TASK INSTRUCTIONS -
[1] List every Virginia Senate district that the Bill Stanley article says he has represented, with the years given for each.
[2] Continue the Bill Stanley article from where it stops.

TEXT EXCERPT -
------------------------------------------------------------

Member of the Virginia Senate
- Incumbent
- Assumed office January 12, 2011
- Preceded by: Robert Hurt
- Constituency: 19th District (2011–2012) 20th District (2012–2024) 7th District (since 2024)

Personal details
- Born: July 21, 1967 (age 59) Milton, Florida, U.S.
- Party: Republican
- Alma mater: Hampden-Sydney College (BS) University of the District of Columbia (JD)
- Committees: Agriculture, Conservation and Natural Resources Judiciary Local Government
- Website: Official website

= Bill Stanley (politician) =

American politician from Virginia

William M. Stanley Jr. (born July 21, 1967) is an American politician. A Republican, he was elected in 2011 to the Senate of Virginia for the 7th district. The 7th district includes the cities of Galax and Martinsville, Henry and Patrick counties, part of the city of Danville, and parts of five other Southside Virginia counties.

==Early life, education, business career==
Stanley was born in Milton, Florida, the son of a United States Navy aviator. The family purchased a home Franklin County, Virginia after his father retired in 1983. Stanley received a B.S. degree from Hampden-Sydney College, and a J.D. from the District of Columbia School of Law. He joined the Northern Virginia law firm of Gilbert Davis, where he was involved in Paula Jones' sexual harassment lawsuit against President Bill Clinton. In 1999 he moved back to Franklin County and began to practice law there.

He co-owns a Modified team with former NASCAR driver, professional wrestler and politician Hermie Sadler that competes in the SMART Modified Tour and NASCAR Whelen Modified Tour. In 2024, The team won their first championship in the SMART Modified Tour with Luke Baldwin.

------------------------------------------------------------

SUPPLIED RECORDS -
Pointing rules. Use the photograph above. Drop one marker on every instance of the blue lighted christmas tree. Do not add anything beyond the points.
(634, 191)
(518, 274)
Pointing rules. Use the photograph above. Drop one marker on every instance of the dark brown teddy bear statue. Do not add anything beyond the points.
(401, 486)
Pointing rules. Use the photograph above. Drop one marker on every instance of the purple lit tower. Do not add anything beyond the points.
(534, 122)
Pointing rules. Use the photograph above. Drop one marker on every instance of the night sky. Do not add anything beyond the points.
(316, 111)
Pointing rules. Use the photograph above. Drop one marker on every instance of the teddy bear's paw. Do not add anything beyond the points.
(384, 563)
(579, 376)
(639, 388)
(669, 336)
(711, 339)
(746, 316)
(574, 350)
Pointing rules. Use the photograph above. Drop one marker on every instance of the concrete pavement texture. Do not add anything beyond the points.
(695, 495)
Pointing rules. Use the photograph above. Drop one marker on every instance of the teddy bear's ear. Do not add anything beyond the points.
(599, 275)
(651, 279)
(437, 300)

------------------------------------------------------------

ANSWERS -
[1]
19th District (2011–2012)
20th District (2012–2024)
7th District (since 2024)

[2]
==Political career==
Stanley was elected Franklin County Republican Committee chair in 2008, and Virginia's 5th Congressional District Republican Committee chair in 2010.

In 2009, Stanley's home in Franklin County was shifted into the neighboring 20th District of incumbent Democrat Roscoe Reynolds. Stanley ran in the 20th and defeated Reynolds, 23975 (46.8%)-23331 (45.54%). W. Jeff Evans, the 2007 Republican candidate, ran as an independent, finishing third with 7.58% of the vote.

Stanley wrote the 2023 Virginia law requiring age verification for access to online pornography. He has said that this has led to threats against his family.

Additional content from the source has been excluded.